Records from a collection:
Content starts

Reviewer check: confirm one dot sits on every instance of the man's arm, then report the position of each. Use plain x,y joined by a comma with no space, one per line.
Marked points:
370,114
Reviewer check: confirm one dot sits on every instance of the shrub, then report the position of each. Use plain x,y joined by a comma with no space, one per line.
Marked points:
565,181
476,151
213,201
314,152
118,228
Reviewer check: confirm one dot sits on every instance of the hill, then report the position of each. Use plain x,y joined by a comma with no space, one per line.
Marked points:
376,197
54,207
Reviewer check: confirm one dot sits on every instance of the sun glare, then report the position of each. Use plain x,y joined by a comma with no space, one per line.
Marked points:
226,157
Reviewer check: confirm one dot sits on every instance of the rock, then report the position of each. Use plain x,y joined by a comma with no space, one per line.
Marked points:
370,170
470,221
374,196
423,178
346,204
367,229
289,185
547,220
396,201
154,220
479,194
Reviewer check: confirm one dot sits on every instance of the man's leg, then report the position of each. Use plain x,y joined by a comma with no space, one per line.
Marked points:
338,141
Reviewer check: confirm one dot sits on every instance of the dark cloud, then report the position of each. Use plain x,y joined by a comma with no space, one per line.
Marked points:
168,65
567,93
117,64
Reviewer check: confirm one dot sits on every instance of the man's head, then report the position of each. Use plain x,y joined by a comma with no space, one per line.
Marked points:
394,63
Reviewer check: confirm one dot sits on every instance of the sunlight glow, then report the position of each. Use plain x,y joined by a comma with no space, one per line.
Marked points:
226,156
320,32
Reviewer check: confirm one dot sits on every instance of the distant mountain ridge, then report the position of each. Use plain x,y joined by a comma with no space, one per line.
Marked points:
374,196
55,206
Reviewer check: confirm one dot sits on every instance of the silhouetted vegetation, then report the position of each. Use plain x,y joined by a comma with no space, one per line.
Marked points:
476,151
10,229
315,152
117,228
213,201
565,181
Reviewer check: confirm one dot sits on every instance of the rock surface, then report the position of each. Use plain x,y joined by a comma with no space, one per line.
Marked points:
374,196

Content ends
Content starts

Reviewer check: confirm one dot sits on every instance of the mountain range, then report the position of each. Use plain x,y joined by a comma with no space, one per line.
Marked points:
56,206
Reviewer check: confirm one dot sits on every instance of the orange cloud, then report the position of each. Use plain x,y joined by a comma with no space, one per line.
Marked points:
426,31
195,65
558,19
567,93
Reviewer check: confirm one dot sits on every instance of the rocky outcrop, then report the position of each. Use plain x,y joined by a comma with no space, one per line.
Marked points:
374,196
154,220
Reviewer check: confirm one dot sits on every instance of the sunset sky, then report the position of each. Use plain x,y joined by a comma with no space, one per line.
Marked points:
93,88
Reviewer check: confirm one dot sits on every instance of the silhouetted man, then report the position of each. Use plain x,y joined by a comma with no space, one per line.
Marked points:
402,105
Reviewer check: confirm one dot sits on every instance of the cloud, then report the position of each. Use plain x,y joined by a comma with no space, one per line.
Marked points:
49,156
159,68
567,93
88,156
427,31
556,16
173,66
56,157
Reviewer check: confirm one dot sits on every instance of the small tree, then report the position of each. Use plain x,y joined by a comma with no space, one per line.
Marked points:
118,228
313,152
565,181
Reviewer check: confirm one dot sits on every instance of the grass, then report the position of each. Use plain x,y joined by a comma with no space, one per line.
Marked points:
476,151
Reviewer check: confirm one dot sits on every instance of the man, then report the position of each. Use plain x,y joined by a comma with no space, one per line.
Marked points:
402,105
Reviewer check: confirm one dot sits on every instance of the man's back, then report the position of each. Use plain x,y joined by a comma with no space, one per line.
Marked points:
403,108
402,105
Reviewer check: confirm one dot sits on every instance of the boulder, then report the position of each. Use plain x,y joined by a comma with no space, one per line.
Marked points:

Content ends

Required work: Find the word "mountain" in the entries, and copy every line it shows up in.

Answer box:
Reviewer check: confirm one dot sits on every instance of the distant mountain ridge, then report the position of each. Use plain x,y joined by a comma with no space, one per line.
Reviewer check: confirm one dot sits on every instance of the mountain range, then report the position of each. Use plain x,y joined by a comma with no space, one per line.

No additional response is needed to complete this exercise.